[Records drawn from a dataset]
=======
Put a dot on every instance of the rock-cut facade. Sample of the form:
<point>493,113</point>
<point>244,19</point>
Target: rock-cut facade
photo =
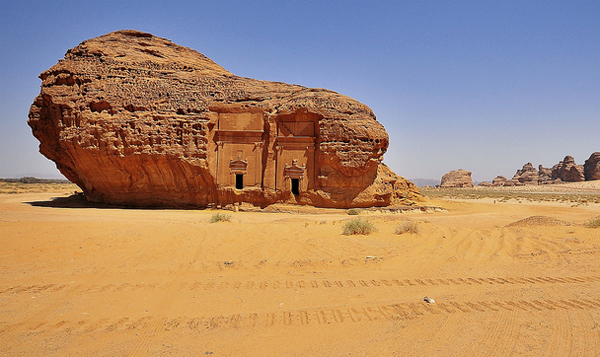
<point>137,120</point>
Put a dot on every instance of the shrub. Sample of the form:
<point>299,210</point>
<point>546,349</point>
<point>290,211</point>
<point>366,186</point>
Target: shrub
<point>220,217</point>
<point>593,223</point>
<point>408,227</point>
<point>359,226</point>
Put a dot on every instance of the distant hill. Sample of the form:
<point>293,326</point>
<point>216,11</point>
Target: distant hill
<point>425,182</point>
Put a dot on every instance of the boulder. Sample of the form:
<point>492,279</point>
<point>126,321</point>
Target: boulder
<point>137,120</point>
<point>457,178</point>
<point>528,175</point>
<point>591,168</point>
<point>545,175</point>
<point>568,171</point>
<point>499,181</point>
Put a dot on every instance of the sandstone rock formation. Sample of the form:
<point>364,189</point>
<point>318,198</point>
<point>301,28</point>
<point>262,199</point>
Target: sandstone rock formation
<point>545,175</point>
<point>591,167</point>
<point>528,175</point>
<point>499,181</point>
<point>457,178</point>
<point>568,171</point>
<point>137,120</point>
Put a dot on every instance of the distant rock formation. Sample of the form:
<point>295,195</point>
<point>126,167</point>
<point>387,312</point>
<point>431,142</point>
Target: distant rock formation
<point>457,178</point>
<point>591,168</point>
<point>565,171</point>
<point>568,171</point>
<point>137,120</point>
<point>528,175</point>
<point>499,181</point>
=======
■ **Description of the task**:
Retype all of the records above word for word, line by line, and leave the pictures out.

■ **Finished exercise**:
Put a dot on every instance of the rock-cut facade. Sample of the form:
<point>493,113</point>
<point>244,19</point>
Target: rock-cut facade
photo =
<point>137,120</point>
Put a dot on every instance of the shrub. Sample of the form:
<point>299,210</point>
<point>546,349</point>
<point>290,211</point>
<point>366,186</point>
Target: shrub
<point>220,217</point>
<point>593,223</point>
<point>408,227</point>
<point>359,226</point>
Put a dot on every instance of the distant hill. Sample of the form:
<point>293,326</point>
<point>216,11</point>
Target: distant hill
<point>425,182</point>
Put a dot on every instance of the boulder. Sample of the form:
<point>492,279</point>
<point>126,321</point>
Target: boulder
<point>137,120</point>
<point>457,178</point>
<point>528,175</point>
<point>591,168</point>
<point>545,175</point>
<point>568,171</point>
<point>499,181</point>
Put a dot on every instance of the sandstone rock formation. Sample of the form:
<point>364,189</point>
<point>318,198</point>
<point>301,28</point>
<point>262,199</point>
Target: sandstone rock formation
<point>545,175</point>
<point>591,167</point>
<point>528,175</point>
<point>499,181</point>
<point>457,178</point>
<point>568,171</point>
<point>137,120</point>
Put a dot on every instance of the distant rock formation. Sample of the form:
<point>295,195</point>
<point>126,167</point>
<point>387,312</point>
<point>431,142</point>
Target: distant rock formation
<point>457,178</point>
<point>591,168</point>
<point>565,171</point>
<point>568,171</point>
<point>137,120</point>
<point>528,175</point>
<point>499,181</point>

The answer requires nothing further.